*Task directions*
Retype all of the records below word for word, and leave the pictures out of your answer.
________________________________________
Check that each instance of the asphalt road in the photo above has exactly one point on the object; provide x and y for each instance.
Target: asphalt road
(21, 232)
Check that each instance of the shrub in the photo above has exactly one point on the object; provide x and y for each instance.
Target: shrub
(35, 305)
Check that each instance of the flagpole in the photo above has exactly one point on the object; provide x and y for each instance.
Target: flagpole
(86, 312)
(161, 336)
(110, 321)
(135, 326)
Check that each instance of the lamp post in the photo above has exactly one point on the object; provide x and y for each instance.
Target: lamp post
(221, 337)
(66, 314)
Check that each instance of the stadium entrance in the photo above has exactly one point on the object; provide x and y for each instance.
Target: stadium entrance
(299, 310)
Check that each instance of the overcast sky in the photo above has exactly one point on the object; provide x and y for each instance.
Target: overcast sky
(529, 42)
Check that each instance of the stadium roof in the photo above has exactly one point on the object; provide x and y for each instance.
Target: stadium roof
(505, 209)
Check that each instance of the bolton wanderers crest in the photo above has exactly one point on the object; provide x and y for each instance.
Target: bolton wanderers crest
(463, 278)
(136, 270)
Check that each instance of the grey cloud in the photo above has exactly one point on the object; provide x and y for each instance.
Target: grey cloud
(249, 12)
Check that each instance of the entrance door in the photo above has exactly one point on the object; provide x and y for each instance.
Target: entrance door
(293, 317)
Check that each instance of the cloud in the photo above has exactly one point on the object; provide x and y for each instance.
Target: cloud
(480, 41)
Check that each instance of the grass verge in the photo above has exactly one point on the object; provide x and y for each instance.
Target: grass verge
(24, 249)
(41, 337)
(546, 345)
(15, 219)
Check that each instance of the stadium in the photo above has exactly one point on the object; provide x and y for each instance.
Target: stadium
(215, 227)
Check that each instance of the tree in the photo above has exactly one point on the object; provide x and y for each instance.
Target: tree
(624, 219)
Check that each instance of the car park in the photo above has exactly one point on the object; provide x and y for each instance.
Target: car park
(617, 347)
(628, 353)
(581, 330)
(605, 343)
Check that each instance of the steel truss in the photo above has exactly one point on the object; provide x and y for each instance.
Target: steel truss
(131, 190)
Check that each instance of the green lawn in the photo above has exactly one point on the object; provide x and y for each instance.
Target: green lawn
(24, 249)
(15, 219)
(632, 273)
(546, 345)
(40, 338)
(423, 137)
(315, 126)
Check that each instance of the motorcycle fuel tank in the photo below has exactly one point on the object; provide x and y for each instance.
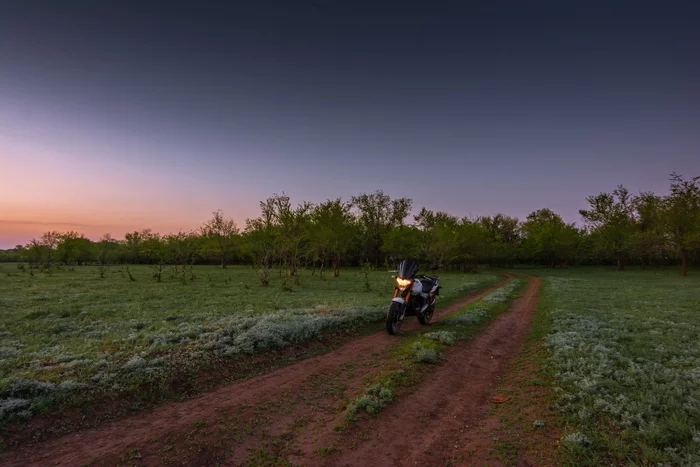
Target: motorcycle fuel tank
(417, 288)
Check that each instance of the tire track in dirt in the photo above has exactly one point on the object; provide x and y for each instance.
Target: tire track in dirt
(437, 423)
(147, 434)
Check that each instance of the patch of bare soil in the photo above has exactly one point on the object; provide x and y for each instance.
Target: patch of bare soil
(525, 430)
(262, 420)
(441, 422)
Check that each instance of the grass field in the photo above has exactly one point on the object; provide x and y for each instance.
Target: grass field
(72, 332)
(625, 355)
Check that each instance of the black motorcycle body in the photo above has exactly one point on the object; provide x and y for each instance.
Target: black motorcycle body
(414, 295)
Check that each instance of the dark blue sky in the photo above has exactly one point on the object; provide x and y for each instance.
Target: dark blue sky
(156, 113)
________________________________________
*Answer to this task*
Check that each instance of the asphalt road in the photo above has exactly one point on the object; provide x and y for each instance.
Target: asphalt road
(21, 232)
Check that each instance of the shrub in the photo above has exactly one point on the object; provide x and y for each instance.
Target: shrub
(35, 305)
Check that each instance of the flagpole in the photo above has exactly one point on the object; provide x and y for each instance.
Target: flagpole
(86, 312)
(161, 336)
(110, 321)
(135, 326)
Check that each instance of the lamp post in the photo above has exactly one point on the object; provide x and y for each instance.
Target: lamp post
(221, 337)
(66, 314)
Check that each instance of the stadium entrance in the photo above has exactly one point on the object; provide x and y for each instance.
Target: stadium entrance
(299, 310)
Check that each instance of the overcast sky in the photo above has exactly one point on the object; provide x and y for each instance.
Target: overcast sky
(529, 42)
Check that each instance of the stadium roof in the photo above has exactly one point on the object; provide x and y for each instance.
Target: stadium roof
(505, 209)
Check that each instance of the bolton wanderers crest in the photo above has exactly one point on the object; provide x and y for each instance.
Target: bolton wanderers crest
(463, 278)
(136, 270)
Check that each instance of the grey cloud in the photo above has exactly one point on the object; provide x and y for each instance.
Target: grey cloud
(249, 12)
Check that each instance of the entrance door in the photo above has exactly one point on the object; provide x and y for each instance.
Target: entrance door
(293, 317)
Check that each instance of the cloud in the photo above has exactly one point on the object; provide x and y for each instance.
Target: cloud
(480, 41)
Check that each instance of the grass verge in the photo above has exactly one point on the object; provide x and y for each instance.
Target: grass verge
(24, 249)
(41, 337)
(546, 345)
(15, 219)
Check that each instance of the stadium in the photo above has exactly one point on the object; provide x and y for each instance.
Target: stadium
(215, 227)
Check that each instance of the tree in the photo above has exactly one point on the object; provide x and y for each instance.
Target: tree
(624, 219)
Check that each instance of the car park in the photo above has exactly one point on the object; provide x and y for each instance.
Target: car park
(617, 347)
(628, 353)
(581, 330)
(605, 343)
Check that each instance of the steel truss in the photo above has exactly one point on the object; provide x and y for each instance.
Target: steel truss
(131, 190)
Check that each instance of the green lawn in the photo above has exactly one point on the object; provide x and y for each instance.
Target: green lawn
(24, 249)
(15, 219)
(632, 273)
(546, 345)
(40, 338)
(423, 137)
(315, 126)
Check that each instance of the motorcycle fuel tank in the photo below has exactly one point on the object; provide x and y for each instance.
Target: motorcycle fuel tank
(417, 288)
Check that each instance of the tire track in dirt in the photo above has exactly one point on the object; provide x and y for each instance.
Target: tire track in dirt
(437, 423)
(147, 434)
Check that each instance of the patch of bare soil in the photo above has exactly one point on the object; provide x and y for each instance.
Target: patch of bare soil
(525, 430)
(262, 420)
(441, 422)
Check that each instance of the grass field in the photo above has exactly one point on the object; provide x and y for each instance.
Target: grass field
(72, 332)
(625, 355)
Check that each instance of the black motorcycle body in the photo above has exactly one point on the object; provide x and y for each instance.
Target: black motorcycle body
(414, 295)
Check that each instance of the dark blue sky in the photo above has exactly one point on the object; provide x and y for each instance.
Target: dark blue sky
(156, 113)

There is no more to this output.